=== GIVEN RECORDS ===

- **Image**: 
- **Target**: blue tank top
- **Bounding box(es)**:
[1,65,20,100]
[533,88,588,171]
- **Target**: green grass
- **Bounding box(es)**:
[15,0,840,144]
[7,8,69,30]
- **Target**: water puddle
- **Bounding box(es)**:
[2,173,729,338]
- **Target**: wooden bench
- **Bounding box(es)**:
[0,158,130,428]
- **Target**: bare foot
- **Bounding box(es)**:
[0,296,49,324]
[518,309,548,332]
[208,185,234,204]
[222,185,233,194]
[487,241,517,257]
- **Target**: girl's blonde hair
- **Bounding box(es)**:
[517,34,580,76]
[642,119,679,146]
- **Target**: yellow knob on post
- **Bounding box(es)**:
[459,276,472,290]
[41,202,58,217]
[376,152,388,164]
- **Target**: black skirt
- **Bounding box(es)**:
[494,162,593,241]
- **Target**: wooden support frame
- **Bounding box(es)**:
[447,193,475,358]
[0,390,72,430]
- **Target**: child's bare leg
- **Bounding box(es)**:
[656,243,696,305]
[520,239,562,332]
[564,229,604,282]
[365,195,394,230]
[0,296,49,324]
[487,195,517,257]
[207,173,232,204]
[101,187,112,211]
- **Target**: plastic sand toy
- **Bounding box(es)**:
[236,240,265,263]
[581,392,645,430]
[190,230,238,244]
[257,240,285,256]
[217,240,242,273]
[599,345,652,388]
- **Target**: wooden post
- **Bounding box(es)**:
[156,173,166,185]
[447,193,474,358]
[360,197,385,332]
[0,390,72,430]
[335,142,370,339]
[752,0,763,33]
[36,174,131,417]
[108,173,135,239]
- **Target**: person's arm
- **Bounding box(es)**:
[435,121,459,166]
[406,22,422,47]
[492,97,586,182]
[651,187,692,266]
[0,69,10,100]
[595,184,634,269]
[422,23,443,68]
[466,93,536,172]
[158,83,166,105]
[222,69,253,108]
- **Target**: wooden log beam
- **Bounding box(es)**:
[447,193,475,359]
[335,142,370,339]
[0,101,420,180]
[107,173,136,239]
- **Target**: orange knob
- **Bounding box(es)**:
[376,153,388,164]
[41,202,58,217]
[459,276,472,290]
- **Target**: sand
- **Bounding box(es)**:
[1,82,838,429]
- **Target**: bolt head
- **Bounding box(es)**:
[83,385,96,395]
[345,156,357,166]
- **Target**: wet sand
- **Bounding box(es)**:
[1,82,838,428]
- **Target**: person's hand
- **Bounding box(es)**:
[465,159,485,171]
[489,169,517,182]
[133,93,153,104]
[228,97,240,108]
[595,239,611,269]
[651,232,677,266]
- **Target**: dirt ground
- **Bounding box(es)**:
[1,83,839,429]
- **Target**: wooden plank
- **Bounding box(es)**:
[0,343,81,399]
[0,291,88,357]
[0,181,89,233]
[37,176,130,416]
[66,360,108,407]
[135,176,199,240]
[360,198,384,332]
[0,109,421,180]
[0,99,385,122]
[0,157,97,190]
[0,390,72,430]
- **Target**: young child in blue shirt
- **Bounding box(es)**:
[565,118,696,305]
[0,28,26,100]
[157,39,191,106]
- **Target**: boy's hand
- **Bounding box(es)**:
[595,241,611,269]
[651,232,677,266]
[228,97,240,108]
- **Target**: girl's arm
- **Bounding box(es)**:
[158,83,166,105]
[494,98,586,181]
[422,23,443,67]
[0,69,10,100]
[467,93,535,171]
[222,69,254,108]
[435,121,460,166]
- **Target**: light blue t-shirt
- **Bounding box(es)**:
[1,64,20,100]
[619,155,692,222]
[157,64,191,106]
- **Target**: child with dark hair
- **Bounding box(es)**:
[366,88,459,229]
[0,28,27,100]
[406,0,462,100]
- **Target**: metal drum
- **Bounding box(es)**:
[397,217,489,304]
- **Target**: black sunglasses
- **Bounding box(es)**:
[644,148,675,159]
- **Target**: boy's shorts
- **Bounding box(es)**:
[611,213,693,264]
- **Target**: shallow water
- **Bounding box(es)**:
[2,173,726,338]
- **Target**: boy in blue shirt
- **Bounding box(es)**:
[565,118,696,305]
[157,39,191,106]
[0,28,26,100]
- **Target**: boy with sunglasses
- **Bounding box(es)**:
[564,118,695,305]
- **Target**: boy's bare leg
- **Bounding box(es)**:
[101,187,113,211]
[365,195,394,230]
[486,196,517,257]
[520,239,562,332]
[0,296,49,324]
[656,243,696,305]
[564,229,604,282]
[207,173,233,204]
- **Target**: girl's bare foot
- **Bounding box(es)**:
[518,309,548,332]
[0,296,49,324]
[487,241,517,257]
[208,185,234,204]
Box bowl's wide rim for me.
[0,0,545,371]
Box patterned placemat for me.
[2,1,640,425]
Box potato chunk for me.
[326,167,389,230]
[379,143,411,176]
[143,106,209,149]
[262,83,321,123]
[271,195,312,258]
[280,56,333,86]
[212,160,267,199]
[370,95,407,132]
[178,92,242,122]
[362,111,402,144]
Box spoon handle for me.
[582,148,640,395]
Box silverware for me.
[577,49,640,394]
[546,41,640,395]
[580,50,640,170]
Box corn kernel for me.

=== TASK PROMPT ===
Go line by line through the records above and copy each one containing "water".

=== ANSWER BOX ===
- **Target**: water puddle
- **Target**: shallow water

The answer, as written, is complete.